_Text block_
....
In one sense, the treatment of striking employees as unfair labor practice strikers under the circumstances of Drug Package and of this case follows by simple logic from the imposition of a retroactive bargaining order. Concomitant with the imposition of the retroactive bargaining order is a conclusion that the employer’s refusal to recognize and bargain with the majority union was a violation of section 8(a)(5). See John Cuneo, Inc., 253 N.L.R.B. at 1027; Drug Package Co., 228 N.L.R.B. at 111 & n.21. Since the employer committed an unfair labor practice in its refusal to recognize the union, and since the employees then struck for recognition, the employees’ “absence from the workplace [was] prompted by employer conduct that [was] found to constitute an unfair labor practice,” Teamsters Local 115 v. NLRB, 640 F.2d 392, 394 (D.C.Cir.), cert. denied, 454 U.S. 827, 102 S.Ct. 119, 70 L.Ed.2d 102, 454 U.S. 837, 102 S.Ct. 141, 70 L.Ed.2d 118 (1981). Hence, the employees were unfair labor practice strikers.

The logical application of established remedial principles is not the sole justification for the Board’s Drug Package doctrine. The Drug Package doctrine is also warranted by well-recognized policies of the Act, which provide both a union and an employer certain limited, lawful options prior to a Board election or a voluntary recognition of a majority union.

*299Under the Act, an employer has no automatic duty to bargain with a union that claims to have signed authorization cards from a majority of the employees in an appropriate bargaining unit. The employer may, regardless of motive, refuse a demand for recognition based on a card majority and compel the union to petition for a secret-ballot election to demonstrate its majority status. Linden Lumber Division v. NLRB, 419 U.S. 301, 95 S.Ct. 429, 42 L.Ed.2d 465 (1974). An employer who rejects a demand for recognition may not, however, use the time preceding the election to commit unfair labor practices in an attempt to destroy the union’s majority. Linden Lumber Division v. NLRB, 419 U.S. at 310, 95 S.Ct. at 434; NLRB v. Gissel Packing Co., 395 U.S. 575, 600, 89 S.Ct. 1918, 1933, 23 L.Ed.2d 547 (1969). If the employer engages in unlawful conduct that impedes the electoral process, the employer “forfeits [its] right to demand an election,” NLRB v. Prineville Stud Co., 578 F.2d 1292, 1296 (9th Cir. 1978), and may be ordered to bargain with the union, NLRB v. Gissel Packing Co., 395 U.S. at 614-15, 89 S.Ct. at 1940. See Amalgamated Clothing Workers v. NLRB, 527 F.2d 803, 806 n.4 (D.C.Cir. 1975), cert. denied, 426 U.S. 907, 96 S.Ct. 2229, 48 L.Ed.2d 832 (1976); Drug Package Co., 228 N.L.R.B. at 111.

If the employer refuses to bargain on the basis of the union’s card majority, the union may strike for recognition, subject to the restrictions of section 8(b)(7)(C) of the Act. 29 U.S.C. § 158(b)(7)(C) (1976).20 The union may hope that a visible display of majority support on the picket line and economic pressure on the employer will shorten the route to recognition and bargaining. Still, as long as the employer does not unlawfully attempt to undermine the union’s support, it is not required to recognize the union and may insist on an election. See Linden Lumber Division v. NLRB, 419 U.S. at 306, 95 S.Ct. at 432. In addition, the employer may permanently or temporarily replace employees engaged in an economic strike. See text accompanying notes 10-12 supra.
....
_Extracted data_

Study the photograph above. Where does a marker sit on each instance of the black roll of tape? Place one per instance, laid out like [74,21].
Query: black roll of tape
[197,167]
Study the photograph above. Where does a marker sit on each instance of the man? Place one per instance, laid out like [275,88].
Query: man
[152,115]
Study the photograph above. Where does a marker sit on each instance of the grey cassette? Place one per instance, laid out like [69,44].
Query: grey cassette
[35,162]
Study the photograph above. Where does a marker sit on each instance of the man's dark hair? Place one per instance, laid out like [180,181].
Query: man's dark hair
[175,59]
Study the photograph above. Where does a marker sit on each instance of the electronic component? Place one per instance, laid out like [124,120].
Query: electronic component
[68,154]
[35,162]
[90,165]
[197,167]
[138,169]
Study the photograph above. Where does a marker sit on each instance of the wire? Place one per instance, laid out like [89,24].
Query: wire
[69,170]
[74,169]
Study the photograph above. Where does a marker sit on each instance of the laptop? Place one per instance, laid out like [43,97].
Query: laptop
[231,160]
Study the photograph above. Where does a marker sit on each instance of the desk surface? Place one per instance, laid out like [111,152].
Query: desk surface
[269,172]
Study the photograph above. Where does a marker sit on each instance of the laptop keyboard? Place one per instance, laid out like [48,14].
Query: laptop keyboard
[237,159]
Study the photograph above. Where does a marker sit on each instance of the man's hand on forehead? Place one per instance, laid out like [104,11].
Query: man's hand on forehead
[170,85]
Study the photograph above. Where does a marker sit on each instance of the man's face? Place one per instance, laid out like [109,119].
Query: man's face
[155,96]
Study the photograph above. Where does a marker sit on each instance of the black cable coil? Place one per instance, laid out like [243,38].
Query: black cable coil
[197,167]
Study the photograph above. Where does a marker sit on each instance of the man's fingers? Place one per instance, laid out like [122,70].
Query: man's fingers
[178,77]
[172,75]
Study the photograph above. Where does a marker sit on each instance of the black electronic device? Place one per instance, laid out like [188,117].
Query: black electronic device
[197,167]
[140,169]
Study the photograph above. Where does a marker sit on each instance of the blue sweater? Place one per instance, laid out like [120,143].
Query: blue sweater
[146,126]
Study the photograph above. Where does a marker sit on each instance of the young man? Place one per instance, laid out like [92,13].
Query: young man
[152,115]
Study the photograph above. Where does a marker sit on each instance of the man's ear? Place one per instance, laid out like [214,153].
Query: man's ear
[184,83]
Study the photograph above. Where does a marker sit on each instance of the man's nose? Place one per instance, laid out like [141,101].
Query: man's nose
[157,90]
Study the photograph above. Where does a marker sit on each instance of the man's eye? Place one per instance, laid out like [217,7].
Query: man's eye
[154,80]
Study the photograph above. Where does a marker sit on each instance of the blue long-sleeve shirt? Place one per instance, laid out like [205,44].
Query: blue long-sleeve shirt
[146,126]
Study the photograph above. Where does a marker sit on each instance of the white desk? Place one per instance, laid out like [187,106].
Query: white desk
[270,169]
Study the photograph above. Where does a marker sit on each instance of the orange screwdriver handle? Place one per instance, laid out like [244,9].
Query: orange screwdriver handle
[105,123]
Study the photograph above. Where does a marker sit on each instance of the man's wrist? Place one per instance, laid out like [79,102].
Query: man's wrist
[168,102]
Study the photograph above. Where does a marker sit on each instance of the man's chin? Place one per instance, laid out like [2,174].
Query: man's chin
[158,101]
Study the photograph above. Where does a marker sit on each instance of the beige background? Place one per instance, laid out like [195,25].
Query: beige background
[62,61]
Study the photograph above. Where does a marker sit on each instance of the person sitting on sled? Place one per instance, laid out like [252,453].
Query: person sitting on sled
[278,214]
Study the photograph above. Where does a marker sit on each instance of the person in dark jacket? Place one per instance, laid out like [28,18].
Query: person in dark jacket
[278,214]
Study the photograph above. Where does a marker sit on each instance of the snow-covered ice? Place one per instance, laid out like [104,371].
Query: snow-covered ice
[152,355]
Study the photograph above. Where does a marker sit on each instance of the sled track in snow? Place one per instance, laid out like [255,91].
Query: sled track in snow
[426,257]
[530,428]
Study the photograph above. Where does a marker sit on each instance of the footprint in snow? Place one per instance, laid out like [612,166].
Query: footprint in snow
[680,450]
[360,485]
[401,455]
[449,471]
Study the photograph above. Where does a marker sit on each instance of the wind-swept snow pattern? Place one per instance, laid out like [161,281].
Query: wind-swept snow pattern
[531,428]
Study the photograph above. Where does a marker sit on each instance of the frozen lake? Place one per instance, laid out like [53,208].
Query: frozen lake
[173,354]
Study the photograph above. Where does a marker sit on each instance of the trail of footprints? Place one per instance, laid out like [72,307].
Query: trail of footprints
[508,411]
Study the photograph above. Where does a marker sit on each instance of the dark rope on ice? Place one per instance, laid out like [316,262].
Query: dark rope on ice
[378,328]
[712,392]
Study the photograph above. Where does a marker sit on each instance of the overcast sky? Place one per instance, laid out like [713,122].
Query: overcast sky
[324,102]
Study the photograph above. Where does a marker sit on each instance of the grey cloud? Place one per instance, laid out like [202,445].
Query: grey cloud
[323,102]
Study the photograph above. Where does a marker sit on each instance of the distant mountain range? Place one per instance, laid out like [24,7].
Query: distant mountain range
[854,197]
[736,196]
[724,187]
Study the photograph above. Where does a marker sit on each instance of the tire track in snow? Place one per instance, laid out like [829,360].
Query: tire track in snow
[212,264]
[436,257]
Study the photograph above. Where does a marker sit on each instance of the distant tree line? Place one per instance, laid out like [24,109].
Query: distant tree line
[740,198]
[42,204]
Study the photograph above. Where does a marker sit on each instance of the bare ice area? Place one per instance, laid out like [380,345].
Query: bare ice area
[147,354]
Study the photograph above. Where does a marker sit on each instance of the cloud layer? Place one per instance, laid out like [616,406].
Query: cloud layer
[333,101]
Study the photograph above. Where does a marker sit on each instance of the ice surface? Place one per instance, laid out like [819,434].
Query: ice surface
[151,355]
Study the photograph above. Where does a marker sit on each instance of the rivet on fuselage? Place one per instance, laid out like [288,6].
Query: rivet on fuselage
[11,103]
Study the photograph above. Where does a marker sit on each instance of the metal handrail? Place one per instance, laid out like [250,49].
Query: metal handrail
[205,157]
....
_Work to do_
Proceed with the passage on the Drug Package doctrine and recognition strikes, picking up after its final sentence about replacing employees in an economic strike.

_Response to the exercise_
If the employer exceeds its legal rights and embarks on an unlawful campaign to undermine the union’s support, it may injure the employees’ protected interests in at least two distinct ways. First, the employer’s unfair labor practices may prevent the employees from freely expressing their union preferences in a Board conducted election. An impairment of employee free choice, assured by section 7 of the Act, 29 U.S.C. § 157 (1976), may justify the imposition of a Gissel bargaining order. As the Board stated in Drug Package: “The legal basis for so bypassing the election procedure is simply that the employer’s own misconduct has created conditions which now preclude the conducting of a fair election.” 228 N.L.R.B. at 111.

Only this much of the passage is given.